**MATERIAL SHOWN**.
---

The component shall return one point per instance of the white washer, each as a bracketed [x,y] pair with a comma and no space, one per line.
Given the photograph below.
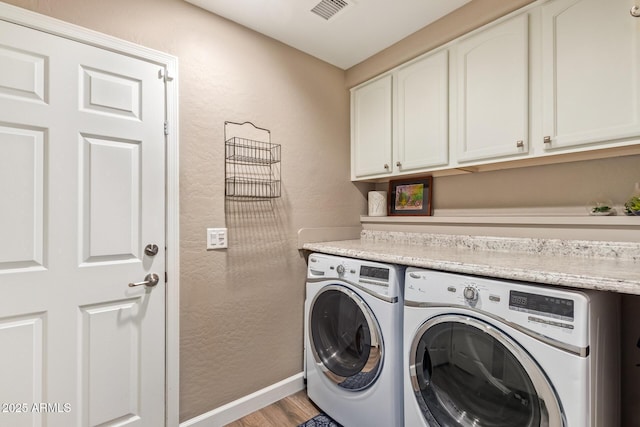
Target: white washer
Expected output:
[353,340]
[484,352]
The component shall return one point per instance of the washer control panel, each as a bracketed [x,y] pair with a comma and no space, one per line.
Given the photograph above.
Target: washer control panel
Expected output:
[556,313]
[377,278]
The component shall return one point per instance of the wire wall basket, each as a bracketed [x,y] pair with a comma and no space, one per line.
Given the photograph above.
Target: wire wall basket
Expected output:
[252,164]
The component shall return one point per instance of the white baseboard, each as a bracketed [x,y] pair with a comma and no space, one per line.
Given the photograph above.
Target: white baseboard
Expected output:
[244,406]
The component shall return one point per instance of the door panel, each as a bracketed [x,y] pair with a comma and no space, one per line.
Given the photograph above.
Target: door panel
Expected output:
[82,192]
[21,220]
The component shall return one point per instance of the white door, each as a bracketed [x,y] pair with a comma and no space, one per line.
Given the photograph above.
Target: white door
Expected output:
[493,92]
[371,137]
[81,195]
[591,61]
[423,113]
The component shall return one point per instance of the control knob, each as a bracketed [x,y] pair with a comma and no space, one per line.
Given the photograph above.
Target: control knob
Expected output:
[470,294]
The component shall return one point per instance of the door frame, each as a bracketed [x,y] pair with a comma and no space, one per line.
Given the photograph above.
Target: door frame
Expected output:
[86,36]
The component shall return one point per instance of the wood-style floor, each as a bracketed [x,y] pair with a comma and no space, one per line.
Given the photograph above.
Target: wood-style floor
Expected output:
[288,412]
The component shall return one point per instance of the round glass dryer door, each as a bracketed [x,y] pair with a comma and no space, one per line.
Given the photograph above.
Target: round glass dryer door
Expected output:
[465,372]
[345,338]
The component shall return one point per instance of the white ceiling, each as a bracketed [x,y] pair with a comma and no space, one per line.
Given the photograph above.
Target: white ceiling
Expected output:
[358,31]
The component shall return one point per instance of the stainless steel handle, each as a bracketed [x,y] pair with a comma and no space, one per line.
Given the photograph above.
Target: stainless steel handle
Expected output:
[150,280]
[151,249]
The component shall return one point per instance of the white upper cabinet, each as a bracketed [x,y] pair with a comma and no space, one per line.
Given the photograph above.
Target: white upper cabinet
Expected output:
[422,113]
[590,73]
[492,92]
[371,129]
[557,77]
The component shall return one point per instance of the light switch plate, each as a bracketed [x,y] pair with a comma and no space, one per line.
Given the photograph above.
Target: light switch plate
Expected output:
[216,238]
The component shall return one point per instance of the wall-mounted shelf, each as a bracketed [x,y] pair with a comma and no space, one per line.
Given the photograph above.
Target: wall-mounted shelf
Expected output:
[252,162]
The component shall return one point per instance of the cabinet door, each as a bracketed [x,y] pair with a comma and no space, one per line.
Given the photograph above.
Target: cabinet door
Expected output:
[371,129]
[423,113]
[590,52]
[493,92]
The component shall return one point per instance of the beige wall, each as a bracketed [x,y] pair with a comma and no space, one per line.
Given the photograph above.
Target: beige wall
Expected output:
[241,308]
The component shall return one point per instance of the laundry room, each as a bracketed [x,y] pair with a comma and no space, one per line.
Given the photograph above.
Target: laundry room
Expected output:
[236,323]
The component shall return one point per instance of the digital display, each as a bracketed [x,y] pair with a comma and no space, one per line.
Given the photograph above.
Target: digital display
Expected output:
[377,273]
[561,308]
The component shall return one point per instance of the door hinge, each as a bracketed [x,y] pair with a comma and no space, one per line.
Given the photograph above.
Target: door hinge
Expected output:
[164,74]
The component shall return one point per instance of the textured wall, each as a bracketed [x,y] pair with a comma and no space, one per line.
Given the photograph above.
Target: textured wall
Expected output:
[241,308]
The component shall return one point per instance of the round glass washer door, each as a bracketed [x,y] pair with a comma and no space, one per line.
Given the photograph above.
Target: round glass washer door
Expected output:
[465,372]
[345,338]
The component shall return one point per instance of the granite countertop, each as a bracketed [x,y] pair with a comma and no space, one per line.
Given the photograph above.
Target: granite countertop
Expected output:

---

**REQUIRED WORK**.
Copy out all of the material above word for word, keeping every line in its original order, but leave out the images.

**WRITTEN REPLY**.
The component shall return one point per instance of the white washer, each as a bracketed [x,y] pair with a comma and no space, one per line.
Given the photograph below.
Target: white washer
Expected output:
[353,340]
[484,352]
The component shall return one point per instance of the washer control panel, each as a bracketed [x,y] pair with a comma and no space, one per line.
Given the photograph above.
Target: washer control panel
Expected output:
[556,313]
[377,278]
The component shall return one point per instance of the wire wall basket, each as a bracketed [x,y] pair with a comma and no space, one per line.
Given the photograph above.
Target: wire wall basket
Expected output:
[252,164]
The component shall return one point per instance of the white baseboard, each as a bracketed [x,y] pair with a comma and no space, one per line.
Given the photograph above.
Target: white baseboard
Expected output:
[244,406]
The component shall return one point per instance of the door panel, each as a bracketed [x,y] pair with a comma and no space, one per line.
Given the photograph above.
Target: door panel
Expected output:
[82,192]
[21,220]
The component shall return one point per instance of the white door, each as a bracketed [x,y] pair with a comma and no space, one per line.
Given the photograph above.
Target: white door
Expected output:
[493,92]
[371,137]
[81,195]
[591,61]
[423,113]
The component shall return one point per instance of the control knob, each as a bracketed [x,y] pair with a comma and no space, one per line.
Given the photograph above.
Target: control knob
Expected output:
[470,294]
The component shall return one point per instance of the door frame, each as a bracketed [x,y] pair with a comma and no space, one per line.
Given the photograph above.
Target: door frame
Expected output:
[86,36]
The component shall return one point per instance of the wood-style floor, each as a bracketed [x,y] pair with a comma and no space, one per line.
Given the photograph above.
Target: wood-style floor
Expected output:
[288,412]
The component shall return one point per instance of the round glass dryer door, each as a bracketed [x,y] pair with a comma and no space, one per line.
Given the photograph above.
Target: round glass dryer door
Expected output:
[465,372]
[345,338]
The component shall return one point per instance of the white ceiling, each as a bracketed [x,y] pair with a comma and no space, one per line.
Given the photograph above.
Target: white ceiling
Expected output:
[358,31]
The component shall return one point per instance of the stainless steel handle, each as a bracketed [x,y] pair with a comma and no space, one per line.
Given the photograph above.
Target: stainless steel handle
Expected output:
[150,280]
[151,249]
The component shall return one point per instance of the white upper cabinet, each as a bracketed [x,y] pair with a comma and no space, one per line.
Given the photograph above.
Target: white upper cabinet
Expected output:
[422,113]
[590,73]
[492,92]
[371,129]
[557,77]
The component shall return one point per instance of the light switch plate, each as a bracketed [x,y] pair with a comma and no space, one per line.
Given the photograph above.
Target: light switch plate
Expected output:
[216,238]
The component shall return one point per instance of the wall-mounted shelf, each as a bracketed [x,y] pair with a comma and no space, one per line.
Given the photograph above.
Target: wall-mounted shelf
Expected output:
[252,162]
The component shall return one point per instance of the cabinet door, each as a bracketed [x,y] pair with a comma and no space, one per line.
Given the photograph above.
Target: cabinet door
Expected output:
[371,129]
[423,113]
[590,52]
[493,92]
The component shall return one point per instance of the beige wall, each as a bracketed [x,y] pair with a comma and no space, one per line.
Given the photograph above.
Target: beige wall
Expected output:
[241,308]
The component shall return one point per instance of the laundry room, each as a bracketed [x,y] pair with a comma and no space, one per line.
Given the photograph above.
Target: laundry room
Expected output:
[236,323]
The component shall return one point per instance of the digital display, each as a bracketed [x,y] pair with a comma and no space, one per line.
Given the photograph above.
Target: digital display
Expected output:
[377,273]
[561,308]
The component shall return one point per instance of the door hinge, each as a bracketed [x,y] pair with a comma and no space, one per line.
Given the photograph above.
Target: door hinge
Expected output:
[164,74]
The component shall return one point per instance of the textured wall, each as a bracketed [x,y] pair with a comma and no space, one per line.
Given the photograph above.
Target: textured wall
Expected output:
[241,308]
The component shall return one point per instance of the round glass washer door, each as a bracketed [x,y] pair with a comma and no space, one per line.
Given the photograph above.
Target: round glass washer door
Expected output:
[465,372]
[345,338]
The component shall return one point per instance of the granite countertop, each as a bracketed [x,y] pair with a comma and no space, one per line.
Given the photograph above.
Target: granite countertop
Expected output:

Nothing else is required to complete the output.